■ Problem requirements ■
Look below for the line containing "Spot the camouflage"; from there through the line containing "Spot the metal", both lines included, please set down each line exactly and nothing else.
▬▬▬
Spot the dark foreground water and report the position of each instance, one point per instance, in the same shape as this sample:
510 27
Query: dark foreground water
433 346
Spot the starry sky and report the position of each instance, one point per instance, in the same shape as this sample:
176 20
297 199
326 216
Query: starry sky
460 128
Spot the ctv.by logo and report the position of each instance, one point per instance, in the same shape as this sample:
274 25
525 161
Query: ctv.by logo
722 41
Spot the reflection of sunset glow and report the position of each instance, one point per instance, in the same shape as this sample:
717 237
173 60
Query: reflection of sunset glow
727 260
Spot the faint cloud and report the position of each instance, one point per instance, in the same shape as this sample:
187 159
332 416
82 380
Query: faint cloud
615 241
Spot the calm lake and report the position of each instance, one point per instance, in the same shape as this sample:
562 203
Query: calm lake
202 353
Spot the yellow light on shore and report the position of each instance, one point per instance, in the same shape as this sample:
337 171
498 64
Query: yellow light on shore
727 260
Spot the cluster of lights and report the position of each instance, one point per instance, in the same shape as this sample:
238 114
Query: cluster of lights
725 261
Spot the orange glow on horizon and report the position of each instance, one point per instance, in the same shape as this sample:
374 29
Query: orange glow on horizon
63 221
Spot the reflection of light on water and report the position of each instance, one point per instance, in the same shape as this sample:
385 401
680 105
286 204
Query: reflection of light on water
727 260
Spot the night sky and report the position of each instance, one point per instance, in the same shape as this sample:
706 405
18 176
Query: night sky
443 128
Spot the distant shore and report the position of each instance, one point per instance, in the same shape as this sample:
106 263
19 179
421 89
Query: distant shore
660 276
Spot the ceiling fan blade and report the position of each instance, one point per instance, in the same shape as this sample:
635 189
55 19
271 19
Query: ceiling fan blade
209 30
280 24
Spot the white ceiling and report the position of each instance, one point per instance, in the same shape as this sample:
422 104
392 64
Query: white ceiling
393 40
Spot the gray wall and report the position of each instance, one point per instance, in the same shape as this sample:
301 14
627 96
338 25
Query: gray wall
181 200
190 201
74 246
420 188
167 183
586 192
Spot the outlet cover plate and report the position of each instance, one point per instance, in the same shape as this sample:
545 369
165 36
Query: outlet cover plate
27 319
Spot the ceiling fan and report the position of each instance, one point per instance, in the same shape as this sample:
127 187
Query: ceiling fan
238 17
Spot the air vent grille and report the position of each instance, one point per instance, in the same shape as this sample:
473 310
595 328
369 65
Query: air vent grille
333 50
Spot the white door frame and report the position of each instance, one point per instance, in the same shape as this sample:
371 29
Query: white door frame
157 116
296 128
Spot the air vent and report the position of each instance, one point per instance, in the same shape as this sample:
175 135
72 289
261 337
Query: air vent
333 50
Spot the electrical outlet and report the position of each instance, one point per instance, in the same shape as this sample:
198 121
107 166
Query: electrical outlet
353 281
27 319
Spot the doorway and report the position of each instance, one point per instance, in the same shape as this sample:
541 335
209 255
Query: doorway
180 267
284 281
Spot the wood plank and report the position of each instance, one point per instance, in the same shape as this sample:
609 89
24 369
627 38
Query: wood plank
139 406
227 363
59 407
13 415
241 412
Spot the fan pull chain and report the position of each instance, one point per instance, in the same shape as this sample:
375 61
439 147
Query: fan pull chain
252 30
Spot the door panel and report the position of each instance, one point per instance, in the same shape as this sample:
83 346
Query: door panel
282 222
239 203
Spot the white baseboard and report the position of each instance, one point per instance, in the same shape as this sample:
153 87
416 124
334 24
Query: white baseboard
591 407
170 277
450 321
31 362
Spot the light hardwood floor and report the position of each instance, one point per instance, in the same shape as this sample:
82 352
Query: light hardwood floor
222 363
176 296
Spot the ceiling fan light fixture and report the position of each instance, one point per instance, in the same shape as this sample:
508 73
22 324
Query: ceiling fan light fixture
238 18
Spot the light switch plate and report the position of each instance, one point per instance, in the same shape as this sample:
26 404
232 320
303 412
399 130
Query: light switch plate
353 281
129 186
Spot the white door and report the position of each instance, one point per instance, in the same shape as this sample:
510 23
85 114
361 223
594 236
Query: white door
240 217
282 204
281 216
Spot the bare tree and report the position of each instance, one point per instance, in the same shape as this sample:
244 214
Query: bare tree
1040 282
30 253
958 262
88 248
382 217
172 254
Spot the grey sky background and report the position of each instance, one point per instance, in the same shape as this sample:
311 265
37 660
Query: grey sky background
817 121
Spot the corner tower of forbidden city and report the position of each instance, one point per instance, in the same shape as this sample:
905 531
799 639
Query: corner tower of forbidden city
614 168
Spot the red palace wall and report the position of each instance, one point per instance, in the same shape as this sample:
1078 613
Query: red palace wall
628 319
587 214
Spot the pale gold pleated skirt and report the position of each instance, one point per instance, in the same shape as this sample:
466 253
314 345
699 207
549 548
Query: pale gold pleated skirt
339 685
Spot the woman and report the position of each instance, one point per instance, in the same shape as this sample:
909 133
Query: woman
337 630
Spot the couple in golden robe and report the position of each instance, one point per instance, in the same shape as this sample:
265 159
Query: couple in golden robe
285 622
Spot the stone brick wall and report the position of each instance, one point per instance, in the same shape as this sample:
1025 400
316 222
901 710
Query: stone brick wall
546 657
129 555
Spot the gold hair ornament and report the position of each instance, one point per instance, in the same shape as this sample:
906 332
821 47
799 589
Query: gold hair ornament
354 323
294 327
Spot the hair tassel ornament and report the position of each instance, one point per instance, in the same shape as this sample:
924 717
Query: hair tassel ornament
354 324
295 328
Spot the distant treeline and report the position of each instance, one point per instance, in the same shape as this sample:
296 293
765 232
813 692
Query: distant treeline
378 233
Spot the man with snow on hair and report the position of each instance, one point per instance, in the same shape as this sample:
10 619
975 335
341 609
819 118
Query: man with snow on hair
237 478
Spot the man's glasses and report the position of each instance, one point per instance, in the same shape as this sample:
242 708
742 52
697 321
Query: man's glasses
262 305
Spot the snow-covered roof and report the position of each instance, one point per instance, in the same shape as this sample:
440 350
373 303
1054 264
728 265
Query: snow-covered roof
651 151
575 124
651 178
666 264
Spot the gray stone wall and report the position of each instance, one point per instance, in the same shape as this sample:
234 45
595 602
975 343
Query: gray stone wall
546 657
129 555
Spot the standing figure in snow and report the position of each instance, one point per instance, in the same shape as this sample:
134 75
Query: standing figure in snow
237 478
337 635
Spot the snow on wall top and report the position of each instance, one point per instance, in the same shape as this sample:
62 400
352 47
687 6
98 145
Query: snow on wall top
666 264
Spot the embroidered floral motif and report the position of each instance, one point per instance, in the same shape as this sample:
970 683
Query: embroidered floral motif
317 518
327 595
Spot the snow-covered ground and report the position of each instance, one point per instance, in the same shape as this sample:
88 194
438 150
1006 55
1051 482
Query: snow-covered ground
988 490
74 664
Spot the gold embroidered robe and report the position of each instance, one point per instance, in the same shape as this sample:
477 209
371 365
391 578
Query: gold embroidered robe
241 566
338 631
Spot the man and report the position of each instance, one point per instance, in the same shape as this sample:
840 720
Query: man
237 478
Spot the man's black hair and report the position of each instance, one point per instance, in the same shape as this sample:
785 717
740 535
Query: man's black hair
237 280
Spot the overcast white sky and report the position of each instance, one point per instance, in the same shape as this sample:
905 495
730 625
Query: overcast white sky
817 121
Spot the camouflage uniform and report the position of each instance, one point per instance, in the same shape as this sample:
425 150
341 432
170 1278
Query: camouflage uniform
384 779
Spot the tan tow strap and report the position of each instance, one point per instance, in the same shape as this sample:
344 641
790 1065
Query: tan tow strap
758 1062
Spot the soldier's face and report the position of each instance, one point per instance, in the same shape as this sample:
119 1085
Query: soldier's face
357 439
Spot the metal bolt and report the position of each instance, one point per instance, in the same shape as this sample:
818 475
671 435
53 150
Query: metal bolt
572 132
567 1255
▬▬▬
■ Result of the exercise ■
Spot the camouflage uniform and report the position of each instance, one point per instance, in the same shape as this sample:
425 150
341 432
170 1278
Query: camouflage uniform
384 779
Spot the tan tow strap and report the position of each instance, one point per instance, in the same shape as this sample:
344 641
790 1065
Query: tan tow strap
758 1062
Spot the soldier's face and report the position of each instance, one point per instance, in the same shape as this sample:
119 1085
Query: soldier's face
357 439
Spot the metal bolt and report the position of each instance, one point per instance, in the same shape as this sample:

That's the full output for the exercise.